Dataset items:
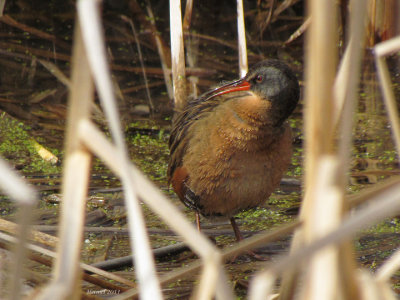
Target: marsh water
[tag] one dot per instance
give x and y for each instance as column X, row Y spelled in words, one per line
column 33, row 104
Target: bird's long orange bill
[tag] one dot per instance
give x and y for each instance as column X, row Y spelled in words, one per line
column 236, row 86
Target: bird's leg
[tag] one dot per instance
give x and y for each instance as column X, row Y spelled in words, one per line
column 198, row 221
column 240, row 237
column 236, row 230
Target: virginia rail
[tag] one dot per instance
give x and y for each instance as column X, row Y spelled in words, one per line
column 230, row 147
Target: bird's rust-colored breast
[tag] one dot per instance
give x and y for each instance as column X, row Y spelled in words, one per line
column 232, row 159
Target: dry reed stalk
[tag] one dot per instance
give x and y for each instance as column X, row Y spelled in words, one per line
column 381, row 206
column 381, row 50
column 188, row 15
column 151, row 104
column 2, row 4
column 243, row 65
column 160, row 49
column 66, row 273
column 323, row 273
column 89, row 16
column 320, row 73
column 26, row 198
column 346, row 93
column 177, row 55
column 156, row 201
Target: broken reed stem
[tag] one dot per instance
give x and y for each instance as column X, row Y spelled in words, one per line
column 319, row 134
column 149, row 99
column 382, row 206
column 381, row 50
column 91, row 26
column 160, row 49
column 188, row 15
column 177, row 56
column 243, row 65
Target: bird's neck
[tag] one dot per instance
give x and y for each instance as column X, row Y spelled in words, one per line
column 247, row 125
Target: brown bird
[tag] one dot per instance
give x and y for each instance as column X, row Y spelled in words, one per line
column 230, row 147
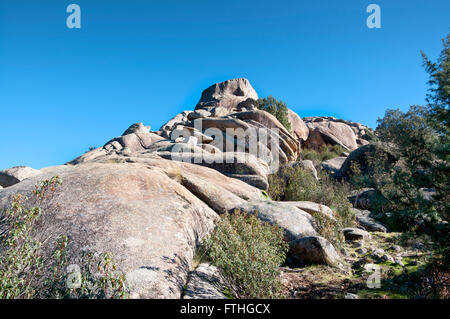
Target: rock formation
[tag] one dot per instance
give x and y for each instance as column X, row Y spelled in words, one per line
column 150, row 197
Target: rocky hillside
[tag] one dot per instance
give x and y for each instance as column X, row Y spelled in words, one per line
column 150, row 197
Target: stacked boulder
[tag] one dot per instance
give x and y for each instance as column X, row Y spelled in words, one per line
column 150, row 197
column 327, row 130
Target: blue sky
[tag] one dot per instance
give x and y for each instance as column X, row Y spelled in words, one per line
column 63, row 90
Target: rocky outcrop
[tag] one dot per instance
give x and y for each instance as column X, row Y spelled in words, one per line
column 355, row 234
column 313, row 208
column 307, row 165
column 14, row 175
column 205, row 282
column 150, row 197
column 314, row 249
column 243, row 142
column 295, row 222
column 333, row 165
column 328, row 130
column 229, row 96
column 368, row 223
column 362, row 157
column 147, row 220
column 299, row 129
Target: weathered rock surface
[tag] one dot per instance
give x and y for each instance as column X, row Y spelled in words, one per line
column 299, row 129
column 313, row 208
column 363, row 134
column 230, row 95
column 362, row 198
column 314, row 249
column 367, row 222
column 355, row 234
column 205, row 282
column 295, row 222
column 14, row 175
column 307, row 165
column 327, row 132
column 333, row 165
column 149, row 222
column 361, row 157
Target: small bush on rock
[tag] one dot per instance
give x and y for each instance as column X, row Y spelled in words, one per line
column 248, row 252
column 24, row 268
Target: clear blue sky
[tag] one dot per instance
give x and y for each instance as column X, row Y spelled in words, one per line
column 63, row 90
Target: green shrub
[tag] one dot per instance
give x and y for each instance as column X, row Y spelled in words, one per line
column 277, row 109
column 297, row 184
column 24, row 270
column 248, row 253
column 97, row 278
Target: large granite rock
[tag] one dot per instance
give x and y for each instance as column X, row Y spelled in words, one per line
column 322, row 132
column 313, row 208
column 14, row 175
column 231, row 95
column 205, row 282
column 314, row 250
column 149, row 222
column 299, row 129
column 333, row 165
column 368, row 223
column 363, row 158
column 295, row 222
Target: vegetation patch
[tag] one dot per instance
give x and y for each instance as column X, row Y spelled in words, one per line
column 248, row 252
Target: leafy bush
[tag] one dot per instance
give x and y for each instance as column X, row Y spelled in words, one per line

- **WORK ITEM**
Using the entries above, restate word for word every line from the one that contains "Target: clear blue sky" through the last.

- **ANSWER TO THE PROBLEM**
Target: clear blue sky
[tag] one dot per instance
give x and y for each instance as column X, row Y spelled in words, one per line
column 63, row 90
Target: green shrub
[tag] one dot per instance
give x and y for each instance as column X, row Y spelled in words, one per line
column 277, row 109
column 297, row 184
column 24, row 270
column 248, row 253
column 97, row 278
Target: large granite rock
[tag] one dot per instance
give x and y for each instance as column X, row Y spelled in words, one per line
column 322, row 132
column 313, row 208
column 14, row 175
column 231, row 95
column 205, row 282
column 314, row 250
column 149, row 222
column 299, row 129
column 333, row 165
column 368, row 223
column 363, row 158
column 295, row 222
Target: vegetation patch
[tag] one dot per instance
give x and y for each instance as column X, row Y spelled in words, one per line
column 248, row 252
Target: leafy bush
[tag] one dot per instance
give x and y for each instance as column X, row Y spelled in words, one per line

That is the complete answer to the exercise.